Data section:

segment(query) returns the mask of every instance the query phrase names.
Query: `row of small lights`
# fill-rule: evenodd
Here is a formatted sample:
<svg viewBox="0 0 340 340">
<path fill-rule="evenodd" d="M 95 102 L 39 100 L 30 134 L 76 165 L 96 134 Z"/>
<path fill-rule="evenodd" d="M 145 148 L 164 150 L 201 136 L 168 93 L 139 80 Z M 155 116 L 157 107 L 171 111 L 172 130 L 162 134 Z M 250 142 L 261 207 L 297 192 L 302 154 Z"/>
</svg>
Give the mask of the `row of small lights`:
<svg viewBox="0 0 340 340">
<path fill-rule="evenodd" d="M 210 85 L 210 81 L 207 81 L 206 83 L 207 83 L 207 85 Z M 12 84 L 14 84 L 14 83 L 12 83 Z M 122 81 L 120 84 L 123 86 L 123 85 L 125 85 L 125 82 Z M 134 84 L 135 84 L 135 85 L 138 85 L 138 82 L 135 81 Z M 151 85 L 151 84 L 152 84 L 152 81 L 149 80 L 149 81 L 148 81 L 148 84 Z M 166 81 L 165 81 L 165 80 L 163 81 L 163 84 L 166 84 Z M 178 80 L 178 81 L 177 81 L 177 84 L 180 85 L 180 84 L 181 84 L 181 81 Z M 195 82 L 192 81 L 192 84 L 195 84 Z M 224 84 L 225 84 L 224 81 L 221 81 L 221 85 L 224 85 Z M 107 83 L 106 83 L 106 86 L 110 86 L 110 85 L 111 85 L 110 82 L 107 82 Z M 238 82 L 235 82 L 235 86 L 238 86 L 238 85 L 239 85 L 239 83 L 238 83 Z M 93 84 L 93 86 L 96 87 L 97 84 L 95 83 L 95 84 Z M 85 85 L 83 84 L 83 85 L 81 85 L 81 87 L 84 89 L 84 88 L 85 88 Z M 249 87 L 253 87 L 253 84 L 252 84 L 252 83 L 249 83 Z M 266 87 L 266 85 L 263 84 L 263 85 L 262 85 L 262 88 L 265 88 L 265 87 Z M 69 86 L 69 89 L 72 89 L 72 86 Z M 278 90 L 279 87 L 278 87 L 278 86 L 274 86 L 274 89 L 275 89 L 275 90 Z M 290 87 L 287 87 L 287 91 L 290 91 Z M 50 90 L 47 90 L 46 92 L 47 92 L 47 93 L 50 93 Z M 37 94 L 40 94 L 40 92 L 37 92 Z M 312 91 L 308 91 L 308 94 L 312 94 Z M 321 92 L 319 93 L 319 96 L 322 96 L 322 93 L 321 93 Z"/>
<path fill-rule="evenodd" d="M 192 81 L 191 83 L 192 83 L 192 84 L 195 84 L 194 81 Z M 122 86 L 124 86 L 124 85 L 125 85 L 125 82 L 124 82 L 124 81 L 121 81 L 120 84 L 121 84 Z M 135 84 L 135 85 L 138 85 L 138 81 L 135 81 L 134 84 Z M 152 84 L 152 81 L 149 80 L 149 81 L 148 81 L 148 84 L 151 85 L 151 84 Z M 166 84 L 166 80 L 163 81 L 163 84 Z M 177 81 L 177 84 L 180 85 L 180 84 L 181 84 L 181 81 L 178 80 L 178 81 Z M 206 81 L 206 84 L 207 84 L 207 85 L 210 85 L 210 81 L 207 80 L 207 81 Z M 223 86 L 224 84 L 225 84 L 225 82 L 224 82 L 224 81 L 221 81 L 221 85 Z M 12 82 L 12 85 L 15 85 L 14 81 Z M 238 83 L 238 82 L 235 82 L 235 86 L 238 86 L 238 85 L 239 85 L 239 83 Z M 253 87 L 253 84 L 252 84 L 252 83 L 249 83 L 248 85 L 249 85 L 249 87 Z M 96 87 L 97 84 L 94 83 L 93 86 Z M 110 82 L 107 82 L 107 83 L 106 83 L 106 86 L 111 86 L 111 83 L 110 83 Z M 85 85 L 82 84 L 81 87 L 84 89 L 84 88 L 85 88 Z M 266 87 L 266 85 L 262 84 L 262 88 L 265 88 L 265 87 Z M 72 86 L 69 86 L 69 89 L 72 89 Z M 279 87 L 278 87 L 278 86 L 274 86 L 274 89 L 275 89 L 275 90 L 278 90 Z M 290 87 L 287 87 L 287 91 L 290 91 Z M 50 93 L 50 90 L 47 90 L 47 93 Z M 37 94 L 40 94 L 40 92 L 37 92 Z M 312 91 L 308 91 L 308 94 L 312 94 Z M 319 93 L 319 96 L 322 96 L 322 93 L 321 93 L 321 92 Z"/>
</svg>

What you need to do: Which lines in the material above contain the string "small"? Copy each of them in full. Case counts.

Exercise solution:
Query: `row of small lights`
Give the mask of the `row of small lights`:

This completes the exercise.